__Given exercise__
Every entry that follows should be repeated exactly; drop the images.

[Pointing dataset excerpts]

- - -

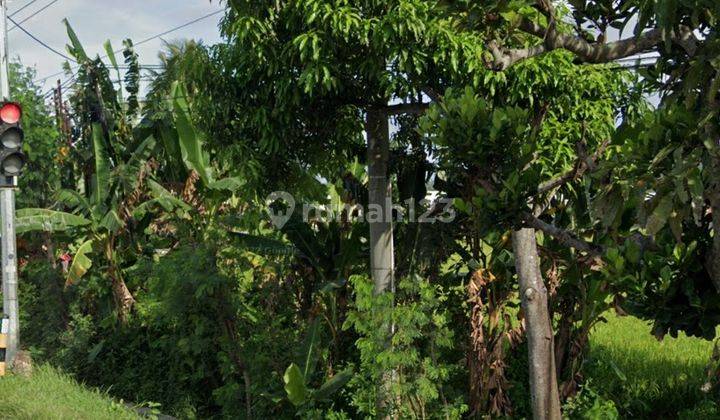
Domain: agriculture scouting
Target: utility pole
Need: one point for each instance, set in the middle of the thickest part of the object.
(7, 214)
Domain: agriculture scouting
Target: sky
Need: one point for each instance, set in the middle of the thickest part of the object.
(95, 21)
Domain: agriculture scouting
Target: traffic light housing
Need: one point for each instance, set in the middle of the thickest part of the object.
(12, 158)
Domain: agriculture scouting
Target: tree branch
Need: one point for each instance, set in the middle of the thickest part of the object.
(586, 51)
(584, 164)
(505, 58)
(411, 108)
(562, 236)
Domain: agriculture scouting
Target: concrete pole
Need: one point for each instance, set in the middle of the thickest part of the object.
(7, 213)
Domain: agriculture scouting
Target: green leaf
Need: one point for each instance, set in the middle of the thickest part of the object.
(111, 54)
(33, 220)
(112, 222)
(161, 198)
(309, 350)
(295, 385)
(333, 385)
(228, 184)
(102, 165)
(81, 263)
(191, 144)
(659, 217)
(262, 245)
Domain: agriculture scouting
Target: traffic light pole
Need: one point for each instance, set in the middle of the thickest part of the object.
(7, 215)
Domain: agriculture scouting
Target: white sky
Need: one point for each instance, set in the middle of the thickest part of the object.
(95, 21)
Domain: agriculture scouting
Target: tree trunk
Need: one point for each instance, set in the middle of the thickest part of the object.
(713, 196)
(382, 262)
(380, 201)
(124, 300)
(544, 394)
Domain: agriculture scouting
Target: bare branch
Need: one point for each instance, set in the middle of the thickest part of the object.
(584, 164)
(562, 236)
(586, 51)
(432, 94)
(504, 58)
(411, 108)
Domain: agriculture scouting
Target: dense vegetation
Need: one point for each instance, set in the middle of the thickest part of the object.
(552, 191)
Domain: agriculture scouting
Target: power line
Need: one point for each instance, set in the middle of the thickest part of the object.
(144, 41)
(34, 14)
(23, 8)
(17, 25)
(177, 28)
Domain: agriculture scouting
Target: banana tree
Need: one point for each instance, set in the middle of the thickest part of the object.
(103, 220)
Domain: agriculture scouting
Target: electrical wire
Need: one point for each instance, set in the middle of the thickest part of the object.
(144, 41)
(39, 41)
(23, 8)
(34, 14)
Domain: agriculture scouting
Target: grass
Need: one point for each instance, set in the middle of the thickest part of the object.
(49, 394)
(646, 378)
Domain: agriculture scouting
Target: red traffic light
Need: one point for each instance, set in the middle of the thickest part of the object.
(10, 113)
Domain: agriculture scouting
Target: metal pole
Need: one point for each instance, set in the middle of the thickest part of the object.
(7, 213)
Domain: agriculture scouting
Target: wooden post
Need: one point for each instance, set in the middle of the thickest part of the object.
(3, 344)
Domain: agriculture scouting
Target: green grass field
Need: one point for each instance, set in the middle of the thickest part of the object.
(647, 378)
(51, 395)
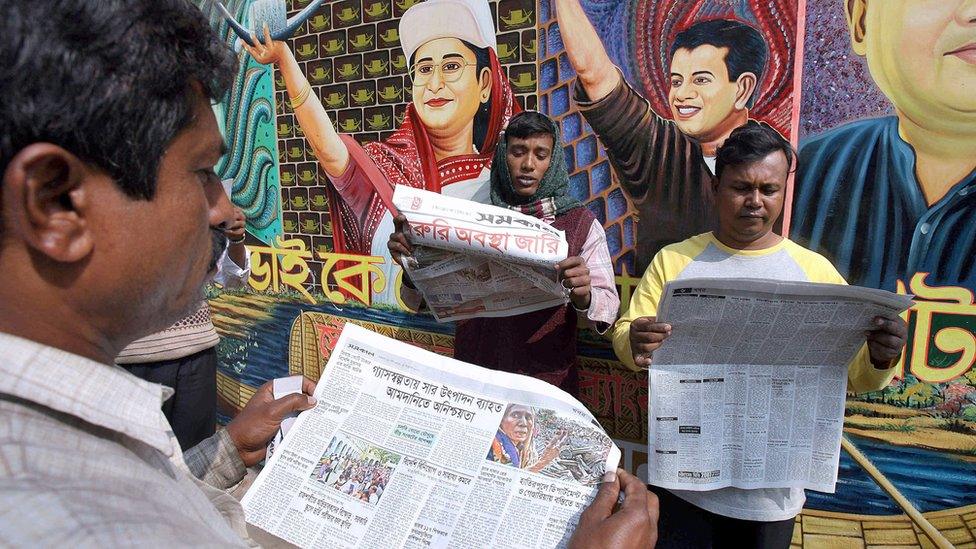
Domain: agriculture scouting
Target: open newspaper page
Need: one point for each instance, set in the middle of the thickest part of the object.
(407, 448)
(473, 259)
(749, 389)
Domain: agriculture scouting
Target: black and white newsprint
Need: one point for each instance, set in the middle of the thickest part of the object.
(749, 389)
(407, 448)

- - -

__Completed exercise__
Domain: agriculture scouting
Target: utility pole
Need: one point for each instance, set in the middle of the thickest part of the object.
(7, 214)
Domain: agriculture scouting
Target: sky
Need: one point for each instance, set in the middle of the thickest part of the object.
(95, 21)
Domain: agriculture scouting
Target: traffic light housing
Need: one point for each instance, set in the middle of the thickest part of the object.
(12, 158)
Domain: agriculture scouting
Target: tree branch
Need: one point for each instance, set in the middle of the thickest part of the object.
(586, 51)
(584, 164)
(505, 58)
(411, 108)
(562, 236)
Domain: agriculture scouting
Target: concrete pole
Need: one point for each instance, set in the middle of the thickest part of the object.
(7, 213)
Domain: agriculture scouting
Target: green leaf
Need: one point for each instance, set in the middle of the thickest part of the object.
(111, 54)
(33, 220)
(112, 222)
(161, 198)
(309, 350)
(295, 385)
(333, 385)
(228, 184)
(102, 165)
(81, 263)
(191, 144)
(659, 217)
(262, 245)
Domain: agriculture scouting
Target: traffic light pole
Need: one point for each instance, set in the middle of the thickest part of the object.
(7, 215)
Domain: agriculture scouting
Target: white sky
Need: one point for each instance, set in the middle of the thickest part of the object.
(95, 21)
Domain: agriculture scouting
Target: tree trunk
Need: one point for each instance, set in the middle of the thickest part of the object.
(713, 196)
(382, 262)
(380, 201)
(124, 300)
(544, 394)
Domain: agriculture scouting
Target: bare branch
Need: one point for each instance, set in the middle of the thickest part of the object.
(584, 164)
(562, 236)
(586, 51)
(432, 94)
(504, 58)
(411, 108)
Domain: agriculture scouting
Target: dense vegetation
Need: one point for each instance, set in the middle of the thickest part of the object.
(552, 191)
Domain: agriculture scouting
Target: power line
Need: one point for each instance, set in the middle of the thickest part of the object.
(144, 41)
(34, 14)
(23, 8)
(17, 25)
(177, 28)
Domain: agriculture scouting
Target: banana tree
Need: one point for each instance, set in the middle of the thickest part of the object.
(103, 220)
Domain: agriculture scouting
Target: electrical wire
Need: one point for each instance, set in the middle of the thickest part of the object.
(144, 41)
(39, 41)
(23, 8)
(34, 14)
Domain: agriculture scouting
Target: grass
Need: one point for each instance, set in the middle of the thickest part of the object.
(49, 394)
(646, 378)
Domain: agriculture scouting
Target: red traffic light
Need: one point for each instance, set in the middle of the thickest part of the object.
(10, 113)
Domain: agriculture scouting
Target: metal pole
Need: one point for each instance, set in the middle of the thickest part of the object.
(7, 213)
Domain: agriculture scouting
Target: wooden post
Need: one point for each instance, set in the middle of the thickest part of the object.
(3, 344)
Domain: agriculture scouting
Target: green grass field
Need: one point for each instance, set in the middle of the thickest part of the object.
(647, 378)
(51, 395)
Domain: agriculture scouting
Target: open newspaper page
Need: one point for each instance, set in the middle of the thickest part of the object.
(407, 448)
(473, 259)
(749, 389)
Domain: agriculture scouting
Target: black and white newsprint
Need: one point for each instance, set in the middle of the thickest part of the object.
(749, 389)
(407, 448)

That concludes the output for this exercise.